What the task asks
Copy out the rows below, changing every "I would be thankful" to "I would be grateful" and keeping everything else the same.
---
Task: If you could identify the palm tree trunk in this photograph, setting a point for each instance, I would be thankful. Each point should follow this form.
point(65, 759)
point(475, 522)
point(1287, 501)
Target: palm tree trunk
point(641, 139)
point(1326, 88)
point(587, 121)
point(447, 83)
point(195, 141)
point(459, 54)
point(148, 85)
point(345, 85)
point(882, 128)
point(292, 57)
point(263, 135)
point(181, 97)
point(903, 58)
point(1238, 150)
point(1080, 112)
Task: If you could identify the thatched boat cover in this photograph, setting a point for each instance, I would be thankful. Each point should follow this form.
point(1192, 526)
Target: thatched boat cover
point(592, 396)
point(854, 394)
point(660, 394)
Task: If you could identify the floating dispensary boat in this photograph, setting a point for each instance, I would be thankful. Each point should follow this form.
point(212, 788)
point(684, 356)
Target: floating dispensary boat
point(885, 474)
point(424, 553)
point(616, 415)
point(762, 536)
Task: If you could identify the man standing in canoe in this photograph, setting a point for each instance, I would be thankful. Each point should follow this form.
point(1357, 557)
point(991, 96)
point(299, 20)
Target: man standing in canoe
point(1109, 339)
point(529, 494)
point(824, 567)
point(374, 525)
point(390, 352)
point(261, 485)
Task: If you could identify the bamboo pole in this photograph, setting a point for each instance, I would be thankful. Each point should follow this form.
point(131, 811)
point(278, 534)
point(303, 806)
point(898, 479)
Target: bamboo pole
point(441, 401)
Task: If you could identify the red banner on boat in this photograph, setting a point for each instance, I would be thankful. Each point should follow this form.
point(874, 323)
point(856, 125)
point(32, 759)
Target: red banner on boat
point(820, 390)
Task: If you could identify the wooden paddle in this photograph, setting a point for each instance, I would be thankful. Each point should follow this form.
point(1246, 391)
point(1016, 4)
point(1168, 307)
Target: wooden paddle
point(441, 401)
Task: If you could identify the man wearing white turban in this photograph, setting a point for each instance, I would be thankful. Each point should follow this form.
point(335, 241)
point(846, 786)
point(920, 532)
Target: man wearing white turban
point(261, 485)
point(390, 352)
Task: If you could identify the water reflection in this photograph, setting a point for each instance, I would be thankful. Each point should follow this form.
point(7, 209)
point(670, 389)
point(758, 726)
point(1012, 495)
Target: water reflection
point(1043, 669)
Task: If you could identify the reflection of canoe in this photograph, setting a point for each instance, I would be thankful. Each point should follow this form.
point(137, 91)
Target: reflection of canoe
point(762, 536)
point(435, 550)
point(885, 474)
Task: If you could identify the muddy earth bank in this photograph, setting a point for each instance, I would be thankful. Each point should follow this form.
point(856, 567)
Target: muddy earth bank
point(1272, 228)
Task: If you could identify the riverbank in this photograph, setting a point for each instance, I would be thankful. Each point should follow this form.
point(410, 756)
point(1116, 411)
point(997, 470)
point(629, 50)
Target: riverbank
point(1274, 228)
---
Exercise result
Task: If you could identify the palm tree trunk in this photograph, setting a point for each instance, I would be grateful. Each point should follow this form.
point(65, 759)
point(475, 522)
point(1287, 501)
Target: palm tree trunk
point(641, 139)
point(1326, 88)
point(587, 121)
point(447, 83)
point(195, 141)
point(459, 54)
point(148, 85)
point(345, 85)
point(882, 128)
point(292, 57)
point(263, 135)
point(181, 97)
point(903, 58)
point(1238, 150)
point(1080, 112)
Task: If you could identify the thatched boat cover in this photograph, setting a point for each instance, I would be grateful. Each point should follow this form.
point(1192, 526)
Target: thatched boat cover
point(592, 396)
point(854, 394)
point(660, 394)
Task: If you could identify the floating dispensary boat in this photograph, setting a point for each instance, I would be grateful. Each point should follow this form.
point(212, 788)
point(684, 356)
Target: floating dispensary boat
point(885, 474)
point(424, 553)
point(616, 415)
point(762, 536)
Task: If you could identify the man standing in canoe in this photograph, setting a point for each instance, I would be grateful. Each point should follow this form.
point(1357, 557)
point(991, 96)
point(299, 20)
Target: man standing in canoe
point(1109, 339)
point(529, 494)
point(824, 567)
point(374, 525)
point(390, 352)
point(261, 485)
Task: If you could identify the bamboo pole in this photograph, setting a point for each instance, I would be grateful. Each point should follow this form.
point(131, 811)
point(278, 534)
point(303, 806)
point(898, 479)
Target: bamboo pole
point(441, 401)
Task: If you could identify the red banner on boat in this photograph, setting a point for each instance, I would be grateful. Each point should follow this form.
point(874, 323)
point(856, 125)
point(32, 759)
Target: red banner on boat
point(820, 390)
Task: If you could identify the wooden paddle in this photograph, setting a point for each instance, I would be grateful. Each point should follow this form.
point(1246, 391)
point(1016, 4)
point(1168, 307)
Target: wooden paddle
point(441, 401)
Task: If you could identify the man wearing white turban in this photograph, setting a point for each instance, I would be grateful. Each point should follow this form.
point(335, 241)
point(846, 786)
point(920, 532)
Target: man wearing white turban
point(261, 485)
point(390, 352)
Task: If you could identify the water reflection in this photograph, setting a point for each instance, I would be grateful. Each point should follow this form.
point(7, 209)
point(670, 389)
point(758, 726)
point(1012, 495)
Target: water reflection
point(1043, 669)
Task: If you could identify the reflection of canoe in this photograph, setting a point for each instance, I would be grateful. Each point should follow this form.
point(137, 91)
Target: reflection of canoe
point(762, 536)
point(435, 550)
point(885, 474)
Task: If you could identify the muddy earth bank in this photograph, setting a point for each instance, I would be grateful. Each point should follow this form.
point(856, 567)
Target: muddy earth bank
point(1272, 228)
Task: If you could identify the riverbank in this photograph, setting a point for each instance, I would be grateful. Each point should follow this form.
point(410, 756)
point(1116, 411)
point(997, 470)
point(629, 50)
Target: riverbank
point(1274, 228)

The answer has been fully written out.